* [Tasks to complete]
**1)** Return the part of the newsgroup post starting at "On 12/12/2023 5:56" and ending at "it to work.", word for word.
**2)** Answer these questions about the newsgroup post:
(a) On what date and at what time did Scott Lurndal write, according to the opening attribution line?
(b) To which operating system did the Disco folks have to make some changes?
(c) What was the name of the MIPS project that was a distributed version of Irix?

* [Text]
From: cr88192@gmail.com   
      
   On 12/12/2023 5:56 PM, Scott Lurndal wrote:   
   > James Harris writes:   
   >> On 23/03/2023 19:49, Dan Cross wrote:   
   >>> In article ,   
   >>> Scott Lurndal wrote:   
   >>>> cross@spitfire.i.gajendra.net (Dan Cross) writes:   
   >>   
   >> ...   
   >>   
   >>>>> It was never clear to me   
   >>>>> how a hypervisor could, in general, know the format of the guest   
   >>>>> page tables. I know the Disco folks had to make some changes to   
   >>>>> Irix to get it to work.   
   >>>>   
   >>>> When I was working on IRIX, I was not fond of either the software   
   >>>> managed TLB, coloring or the Kseg stuff; the MIPS project I worked on was   
   called   
   >>>> Teak and was a distributed version of Irix (eventually cancelled)   
   >>>> for networks of R10k boxes.   
   >>>   
   >>> I get it from a hardware perspective: fewer transistors with a   
   >>> software-managed TLB, but man...so many drawbacks.

* [Dataset excerpts]
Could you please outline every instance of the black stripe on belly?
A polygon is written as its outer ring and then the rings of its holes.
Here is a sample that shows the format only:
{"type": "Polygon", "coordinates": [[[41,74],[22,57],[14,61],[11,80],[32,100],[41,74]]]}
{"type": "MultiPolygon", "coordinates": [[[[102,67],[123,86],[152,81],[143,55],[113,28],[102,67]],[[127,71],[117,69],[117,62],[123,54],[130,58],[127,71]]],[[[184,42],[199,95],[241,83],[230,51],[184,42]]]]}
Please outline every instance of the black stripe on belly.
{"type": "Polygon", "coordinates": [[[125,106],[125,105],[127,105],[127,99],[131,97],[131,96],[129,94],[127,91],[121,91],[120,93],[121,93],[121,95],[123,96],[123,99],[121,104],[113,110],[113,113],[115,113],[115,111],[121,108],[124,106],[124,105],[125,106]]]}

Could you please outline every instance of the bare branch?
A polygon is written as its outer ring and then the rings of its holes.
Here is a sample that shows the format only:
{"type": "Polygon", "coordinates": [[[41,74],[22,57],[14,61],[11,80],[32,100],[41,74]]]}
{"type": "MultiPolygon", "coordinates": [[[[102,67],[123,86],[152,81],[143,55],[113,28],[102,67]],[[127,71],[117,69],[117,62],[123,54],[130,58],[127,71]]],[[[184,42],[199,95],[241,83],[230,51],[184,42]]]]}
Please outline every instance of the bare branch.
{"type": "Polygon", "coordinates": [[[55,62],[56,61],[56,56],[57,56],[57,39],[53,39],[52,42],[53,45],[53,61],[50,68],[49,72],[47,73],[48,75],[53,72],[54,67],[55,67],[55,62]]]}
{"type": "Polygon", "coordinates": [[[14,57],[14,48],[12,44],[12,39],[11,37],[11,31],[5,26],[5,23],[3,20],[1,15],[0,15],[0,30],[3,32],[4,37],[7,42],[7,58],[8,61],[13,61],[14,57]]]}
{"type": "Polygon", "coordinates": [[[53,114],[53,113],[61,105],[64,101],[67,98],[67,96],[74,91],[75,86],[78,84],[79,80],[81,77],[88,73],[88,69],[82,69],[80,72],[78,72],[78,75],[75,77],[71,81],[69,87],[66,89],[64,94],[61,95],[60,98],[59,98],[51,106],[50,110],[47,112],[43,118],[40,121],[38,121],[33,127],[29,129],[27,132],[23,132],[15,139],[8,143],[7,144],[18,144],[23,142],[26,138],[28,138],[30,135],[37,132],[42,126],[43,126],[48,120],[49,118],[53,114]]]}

* [Outputs]
**1)**
On 12/12/2023 5:56 PM, Scott Lurndal wrote:   
   > James Harris writes:   
   >> On 23/03/2023 19:49, Dan Cross wrote:   
   >>> In article ,   
   >>> Scott Lurndal wrote:   
   >>>> cross@spitfire.i.gajendra.net (Dan Cross) writes:   
   >>   
   >> ...   
   >>   
   >>>>> It was never clear to me   
   >>>>> how a hypervisor could, in general, know the format of the guest   
   >>>>> page tables. I know the Disco folks had to make some changes to   
   >>>>> Irix to get it to work.

**2)**
(a) 12/12/2023 at 5:56 PM
(b) Irix
(c) Teak